**ZIEL A**
Von wem wurde der Gedichtband laut dem vorliegenden Text gebunden?

**VORLIEGENDER TEXT**
Poems by James Kelly – Edinburgh 1888
Poems written before the Age of Nineteen – Eine schottische Zeitreise
Was für ein Glück für uns, dass ich umziehe und ich all meine Reichtümer und Schätze endlich aus ihrer einsamen Versenkung des Billy Regals hervorhole, abstaube und begutachte. All diese schönen und wertvollen, wenn auch nur aus Liebe wertvoll, Erinnerungen die in Regalen verstauben, alleine und vergessen dahinsiechen.
Ich fand einen Gedichtband meines Ur-Ur-Großvaters. Professionell und akkurat gebunden bei John Menzies aus Glasgow im Jahre 1888. Ich blättere darin so zaghaft, als lösten sich die Seiten einfach auf, würde man à la Laissez-faire umblättern oder zu kraftvoll seufzen.
Eines, vielleicht auch zwei, teile ich mit Euch
Scotland
For all the world I would not barter thee!

**EINGABE**
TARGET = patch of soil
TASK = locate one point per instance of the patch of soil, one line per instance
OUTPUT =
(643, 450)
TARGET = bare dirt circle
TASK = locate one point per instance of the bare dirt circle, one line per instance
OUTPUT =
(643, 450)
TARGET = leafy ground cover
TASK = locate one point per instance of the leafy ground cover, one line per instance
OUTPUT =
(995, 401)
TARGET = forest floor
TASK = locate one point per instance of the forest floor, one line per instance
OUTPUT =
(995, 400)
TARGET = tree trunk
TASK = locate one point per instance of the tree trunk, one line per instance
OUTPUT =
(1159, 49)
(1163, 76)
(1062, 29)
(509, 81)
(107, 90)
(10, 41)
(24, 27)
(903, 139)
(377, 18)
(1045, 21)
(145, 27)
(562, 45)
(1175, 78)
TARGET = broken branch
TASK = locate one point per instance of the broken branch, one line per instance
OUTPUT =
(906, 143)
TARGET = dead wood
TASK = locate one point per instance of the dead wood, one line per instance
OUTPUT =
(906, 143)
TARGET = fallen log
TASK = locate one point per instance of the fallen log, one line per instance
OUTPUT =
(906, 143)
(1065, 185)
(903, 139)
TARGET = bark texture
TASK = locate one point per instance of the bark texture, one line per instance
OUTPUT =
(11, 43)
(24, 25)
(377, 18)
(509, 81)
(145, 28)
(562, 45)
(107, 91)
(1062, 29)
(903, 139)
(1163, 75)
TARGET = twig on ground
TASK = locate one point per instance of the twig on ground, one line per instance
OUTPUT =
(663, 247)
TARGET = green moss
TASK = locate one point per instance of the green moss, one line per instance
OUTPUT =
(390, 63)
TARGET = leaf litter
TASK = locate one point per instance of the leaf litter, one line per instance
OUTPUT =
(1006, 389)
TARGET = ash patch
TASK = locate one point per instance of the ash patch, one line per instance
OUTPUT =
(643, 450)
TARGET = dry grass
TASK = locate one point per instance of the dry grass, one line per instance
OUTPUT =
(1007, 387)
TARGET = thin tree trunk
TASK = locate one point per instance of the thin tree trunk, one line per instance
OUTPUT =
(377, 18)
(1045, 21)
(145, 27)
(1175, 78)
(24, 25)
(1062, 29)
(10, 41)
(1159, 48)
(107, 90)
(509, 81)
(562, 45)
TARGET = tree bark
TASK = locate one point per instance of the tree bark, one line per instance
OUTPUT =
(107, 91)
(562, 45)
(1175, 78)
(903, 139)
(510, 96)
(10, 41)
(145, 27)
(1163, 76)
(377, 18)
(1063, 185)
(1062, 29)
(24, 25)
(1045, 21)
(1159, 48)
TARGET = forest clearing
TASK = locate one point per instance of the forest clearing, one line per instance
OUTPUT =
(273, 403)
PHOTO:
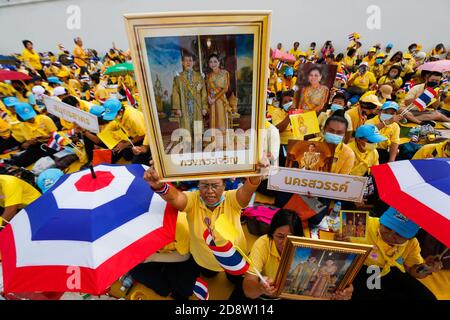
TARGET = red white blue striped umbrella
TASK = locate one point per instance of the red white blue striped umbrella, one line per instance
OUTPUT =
(84, 233)
(419, 189)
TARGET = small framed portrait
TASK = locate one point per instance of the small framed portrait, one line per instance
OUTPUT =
(353, 224)
(314, 83)
(310, 155)
(313, 269)
(202, 79)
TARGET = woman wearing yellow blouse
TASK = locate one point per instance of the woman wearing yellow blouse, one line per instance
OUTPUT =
(32, 59)
(315, 95)
(266, 258)
(365, 149)
(396, 256)
(217, 84)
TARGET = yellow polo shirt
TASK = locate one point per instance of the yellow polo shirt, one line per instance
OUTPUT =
(391, 132)
(33, 59)
(196, 212)
(356, 120)
(14, 191)
(364, 81)
(363, 160)
(43, 126)
(278, 115)
(265, 257)
(343, 159)
(79, 56)
(132, 122)
(386, 256)
(427, 151)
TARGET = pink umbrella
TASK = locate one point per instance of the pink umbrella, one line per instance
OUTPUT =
(13, 75)
(437, 66)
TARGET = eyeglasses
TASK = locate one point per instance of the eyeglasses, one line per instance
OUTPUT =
(214, 187)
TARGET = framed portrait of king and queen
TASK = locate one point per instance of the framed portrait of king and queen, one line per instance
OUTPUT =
(202, 78)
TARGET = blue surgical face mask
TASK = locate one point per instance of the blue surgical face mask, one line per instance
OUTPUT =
(215, 204)
(286, 106)
(385, 116)
(333, 138)
(336, 107)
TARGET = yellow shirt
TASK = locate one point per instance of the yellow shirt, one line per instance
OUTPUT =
(386, 256)
(43, 126)
(364, 81)
(278, 115)
(295, 53)
(14, 191)
(434, 150)
(132, 122)
(353, 113)
(343, 159)
(323, 117)
(349, 62)
(32, 58)
(181, 243)
(363, 160)
(395, 83)
(79, 56)
(265, 257)
(391, 132)
(196, 212)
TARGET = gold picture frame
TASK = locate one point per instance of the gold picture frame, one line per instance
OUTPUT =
(202, 121)
(322, 267)
(358, 228)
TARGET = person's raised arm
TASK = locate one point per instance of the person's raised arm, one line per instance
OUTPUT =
(172, 195)
(244, 194)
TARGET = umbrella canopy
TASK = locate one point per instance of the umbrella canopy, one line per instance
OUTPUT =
(120, 69)
(13, 75)
(85, 232)
(419, 189)
(437, 66)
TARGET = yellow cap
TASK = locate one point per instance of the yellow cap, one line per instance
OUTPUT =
(63, 73)
(371, 98)
(407, 56)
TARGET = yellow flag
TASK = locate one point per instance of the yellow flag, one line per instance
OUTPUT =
(225, 229)
(112, 138)
(304, 124)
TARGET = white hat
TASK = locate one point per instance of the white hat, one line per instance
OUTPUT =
(38, 90)
(58, 91)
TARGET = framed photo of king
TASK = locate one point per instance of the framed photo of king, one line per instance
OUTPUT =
(202, 80)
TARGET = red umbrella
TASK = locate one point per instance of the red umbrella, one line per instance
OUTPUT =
(437, 66)
(13, 75)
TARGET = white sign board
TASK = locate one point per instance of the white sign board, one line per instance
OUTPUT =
(318, 184)
(69, 113)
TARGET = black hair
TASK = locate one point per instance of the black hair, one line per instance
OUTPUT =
(187, 54)
(315, 68)
(351, 52)
(399, 69)
(71, 100)
(285, 217)
(213, 56)
(338, 116)
(340, 95)
(412, 45)
(439, 46)
(435, 73)
(26, 42)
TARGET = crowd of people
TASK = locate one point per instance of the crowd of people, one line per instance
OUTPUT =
(362, 116)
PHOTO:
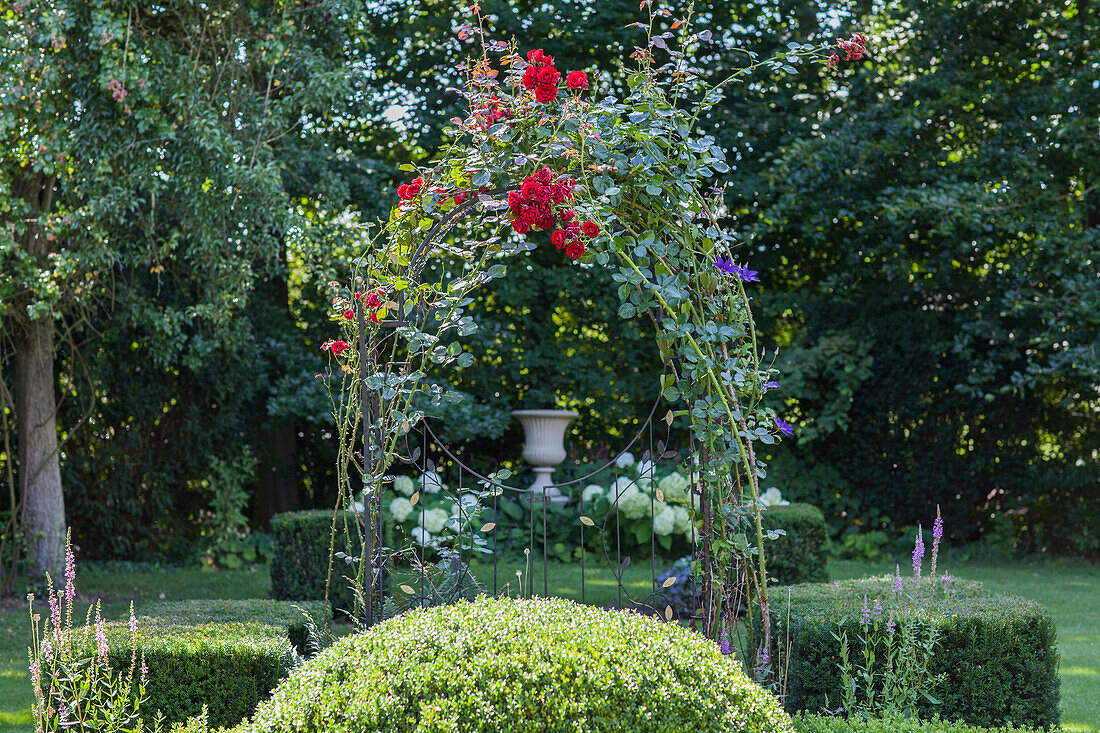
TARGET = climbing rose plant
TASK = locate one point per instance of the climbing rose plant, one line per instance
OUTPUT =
(542, 159)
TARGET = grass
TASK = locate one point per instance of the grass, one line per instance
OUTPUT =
(1070, 590)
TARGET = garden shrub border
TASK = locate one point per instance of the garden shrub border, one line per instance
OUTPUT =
(997, 653)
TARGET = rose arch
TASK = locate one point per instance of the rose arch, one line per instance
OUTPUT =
(628, 184)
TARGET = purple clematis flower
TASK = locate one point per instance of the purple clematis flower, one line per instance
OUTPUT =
(741, 272)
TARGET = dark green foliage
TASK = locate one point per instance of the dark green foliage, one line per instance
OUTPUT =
(997, 653)
(521, 666)
(230, 667)
(821, 724)
(300, 559)
(928, 243)
(287, 616)
(799, 555)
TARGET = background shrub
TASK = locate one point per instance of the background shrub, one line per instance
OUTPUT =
(799, 556)
(820, 724)
(510, 665)
(997, 653)
(300, 557)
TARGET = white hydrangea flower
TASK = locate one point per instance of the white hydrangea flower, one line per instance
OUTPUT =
(592, 492)
(404, 485)
(683, 518)
(399, 509)
(634, 504)
(433, 521)
(664, 522)
(673, 485)
(431, 482)
(772, 498)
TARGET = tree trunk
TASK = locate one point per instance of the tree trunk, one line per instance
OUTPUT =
(40, 471)
(39, 462)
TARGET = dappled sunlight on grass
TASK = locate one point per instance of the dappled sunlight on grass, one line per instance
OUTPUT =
(1078, 671)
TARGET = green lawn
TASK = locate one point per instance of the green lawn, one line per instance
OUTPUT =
(1069, 589)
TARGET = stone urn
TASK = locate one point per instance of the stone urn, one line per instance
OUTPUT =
(545, 448)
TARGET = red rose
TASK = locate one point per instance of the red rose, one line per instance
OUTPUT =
(530, 188)
(576, 80)
(515, 200)
(530, 77)
(546, 94)
(549, 75)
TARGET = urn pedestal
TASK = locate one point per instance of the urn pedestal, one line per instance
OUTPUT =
(545, 448)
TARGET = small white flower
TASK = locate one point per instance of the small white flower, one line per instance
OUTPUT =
(399, 509)
(772, 498)
(592, 492)
(433, 521)
(664, 522)
(431, 482)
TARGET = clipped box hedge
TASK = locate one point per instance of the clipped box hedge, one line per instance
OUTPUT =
(800, 555)
(228, 655)
(997, 653)
(285, 616)
(821, 724)
(300, 557)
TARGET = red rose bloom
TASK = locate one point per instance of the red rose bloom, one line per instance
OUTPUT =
(576, 80)
(530, 188)
(515, 200)
(549, 75)
(530, 78)
(546, 94)
(531, 216)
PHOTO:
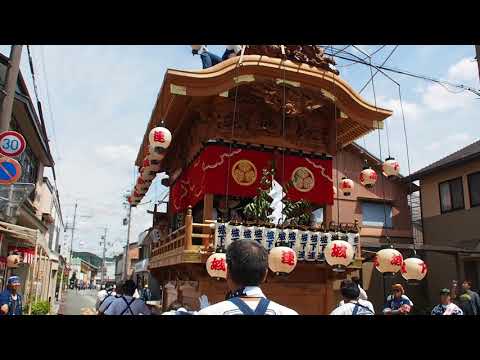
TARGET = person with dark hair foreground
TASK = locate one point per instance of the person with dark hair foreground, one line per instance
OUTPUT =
(127, 304)
(474, 298)
(352, 304)
(247, 268)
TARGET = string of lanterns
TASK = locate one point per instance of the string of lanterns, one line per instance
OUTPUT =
(159, 140)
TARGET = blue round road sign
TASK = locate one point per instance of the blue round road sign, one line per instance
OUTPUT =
(10, 171)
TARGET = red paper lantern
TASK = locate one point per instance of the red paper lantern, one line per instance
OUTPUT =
(388, 261)
(339, 254)
(217, 265)
(368, 177)
(346, 186)
(391, 167)
(282, 260)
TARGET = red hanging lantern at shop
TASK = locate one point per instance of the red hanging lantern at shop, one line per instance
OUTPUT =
(413, 270)
(388, 261)
(339, 254)
(368, 177)
(346, 186)
(282, 260)
(391, 167)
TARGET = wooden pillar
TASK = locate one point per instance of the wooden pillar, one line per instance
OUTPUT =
(188, 229)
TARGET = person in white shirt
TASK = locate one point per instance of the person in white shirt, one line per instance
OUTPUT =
(210, 59)
(352, 305)
(247, 268)
(127, 304)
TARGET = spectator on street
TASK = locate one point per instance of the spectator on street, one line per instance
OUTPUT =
(465, 303)
(10, 300)
(362, 294)
(398, 303)
(247, 268)
(474, 297)
(146, 293)
(108, 300)
(351, 303)
(127, 304)
(446, 306)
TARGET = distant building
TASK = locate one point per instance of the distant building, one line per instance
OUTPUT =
(450, 218)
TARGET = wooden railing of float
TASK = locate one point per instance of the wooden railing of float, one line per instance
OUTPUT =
(182, 238)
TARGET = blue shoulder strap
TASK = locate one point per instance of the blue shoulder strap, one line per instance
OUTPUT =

**ZIEL B**
Gib aus den Datensätzen die Zeilen wieder, beginnend mit der Zeile mit „TARGET = framed photo of king“ und weiter bis zur Zeile mit „(1070, 590)“, beide eingeschlossen. Lass die Bilder dabei weg.

**AUSGABE A**
Von John Menzies aus Glasgow.

**AUSGABE B**
TARGET = framed photo of king
TASK = locate one point per instance of the framed photo of king, one line per instance
OUTPUT =
(202, 80)
TARGET = red umbrella
TASK = locate one point per instance of the red umbrella, one line per instance
OUTPUT =
(437, 66)
(13, 75)
TARGET = white sign board
TASK = locate one point per instance of the white sign board, one line per instance
OUTPUT =
(318, 184)
(69, 113)
TARGET = black hair
TASK = locate one point per instance of the black hair, one line per instance
OUTPUT =
(187, 54)
(315, 68)
(351, 52)
(399, 69)
(71, 100)
(285, 217)
(213, 56)
(338, 116)
(340, 95)
(412, 45)
(439, 46)
(435, 73)
(26, 42)
TARGET = crowd of people
TASK = locate one point per instance of the crowd of people, one line per instance
OUTPUT =
(362, 116)
PHOTO:
TARGET = climbing rose plant
TASK = locate one point per instance of the climbing rose plant, one line per instance
OUTPUT =
(542, 159)
TARGET = grass
TASK = locate one point per instance of the grass, one line per instance
OUTPUT =
(1070, 590)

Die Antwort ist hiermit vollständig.